DIRECTION »
Copy out every row below, putting "a single point for each instance" wherever "one dot per instance" appears and keeping the rest the same.

RECORDS SHOWN »
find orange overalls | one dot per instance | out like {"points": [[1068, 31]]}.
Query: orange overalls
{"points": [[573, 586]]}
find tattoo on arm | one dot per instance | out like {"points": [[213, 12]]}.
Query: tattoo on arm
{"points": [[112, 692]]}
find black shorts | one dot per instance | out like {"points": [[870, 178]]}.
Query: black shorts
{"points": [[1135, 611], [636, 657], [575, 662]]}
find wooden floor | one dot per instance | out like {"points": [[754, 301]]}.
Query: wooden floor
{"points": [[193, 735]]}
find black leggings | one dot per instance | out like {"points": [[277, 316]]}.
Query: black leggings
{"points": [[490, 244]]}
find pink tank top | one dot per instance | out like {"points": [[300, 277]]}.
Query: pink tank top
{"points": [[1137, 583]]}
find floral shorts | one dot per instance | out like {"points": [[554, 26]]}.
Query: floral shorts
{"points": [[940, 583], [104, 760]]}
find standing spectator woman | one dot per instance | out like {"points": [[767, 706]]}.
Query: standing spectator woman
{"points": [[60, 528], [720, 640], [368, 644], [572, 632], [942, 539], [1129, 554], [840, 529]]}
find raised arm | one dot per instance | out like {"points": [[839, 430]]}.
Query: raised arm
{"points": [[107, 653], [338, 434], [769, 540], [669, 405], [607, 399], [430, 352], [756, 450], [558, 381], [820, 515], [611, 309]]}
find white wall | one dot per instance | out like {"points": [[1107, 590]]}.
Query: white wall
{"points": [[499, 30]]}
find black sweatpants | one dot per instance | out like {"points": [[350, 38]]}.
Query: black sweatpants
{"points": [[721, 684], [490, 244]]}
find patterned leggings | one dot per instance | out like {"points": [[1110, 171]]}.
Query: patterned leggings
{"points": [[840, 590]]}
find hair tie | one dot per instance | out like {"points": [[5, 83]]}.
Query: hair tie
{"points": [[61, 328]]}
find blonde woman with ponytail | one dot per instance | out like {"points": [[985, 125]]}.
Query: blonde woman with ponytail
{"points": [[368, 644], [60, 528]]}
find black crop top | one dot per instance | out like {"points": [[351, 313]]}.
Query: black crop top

FINISHED TASK »
find orange overalls | a single point for each instance | out like {"points": [[1068, 31]]}.
Query: orange overalls
{"points": [[573, 586]]}
find tattoo on arm | a single point for each instance | out like {"points": [[213, 12]]}.
Query: tattoo on arm
{"points": [[112, 692]]}
find black shorts | a single point for each instance | out like {"points": [[870, 178]]}.
Query: black shorts
{"points": [[1135, 611], [636, 657], [575, 662]]}
find wooden floor | a single point for each instance | out like {"points": [[754, 301]]}.
Query: wooden floor
{"points": [[193, 735]]}
find black leggings | a single point for each instance | out like {"points": [[277, 316]]}.
Query: black leggings
{"points": [[490, 244]]}
find pink tank top | a single point for each instance | out like {"points": [[300, 277]]}.
Query: pink tank top
{"points": [[1137, 583]]}
find floral shorts | a single point for each instance | out like {"points": [[554, 26]]}.
Query: floral shorts
{"points": [[940, 583], [104, 760]]}
find standing spectator woman | a single point for each instance | out like {"points": [[767, 706]]}.
Query: standing spectator woman
{"points": [[60, 528], [720, 640], [368, 644], [572, 632], [942, 539], [1129, 554], [840, 529]]}
find raised arm | a single point for each instance | out like {"points": [[839, 430]]}.
Query: raised arm
{"points": [[107, 653], [338, 434], [769, 540], [669, 405], [607, 399], [430, 352], [756, 450], [558, 381], [820, 515], [611, 309]]}
find white wall | a single point for each instance | out like {"points": [[1107, 590]]}.
Query: white wall
{"points": [[499, 30]]}
find black sweatpants | a single point for each instance | out like {"points": [[350, 38]]}.
Query: black sweatpants
{"points": [[721, 684], [490, 244]]}
find patterned leggings | a single point for each instance | out like {"points": [[1110, 171]]}.
Query: patterned leggings
{"points": [[840, 590]]}
find hair tie | a single point for each instance | out like {"points": [[5, 83]]}.
Query: hair tie
{"points": [[61, 328]]}
find blonde woman with ponytail | a single point for each instance | out like {"points": [[985, 125]]}.
Query: blonde woman with ponytail
{"points": [[368, 644], [60, 528]]}
find black crop top | a single point for each instance | out like {"points": [[351, 313]]}.
Query: black crop top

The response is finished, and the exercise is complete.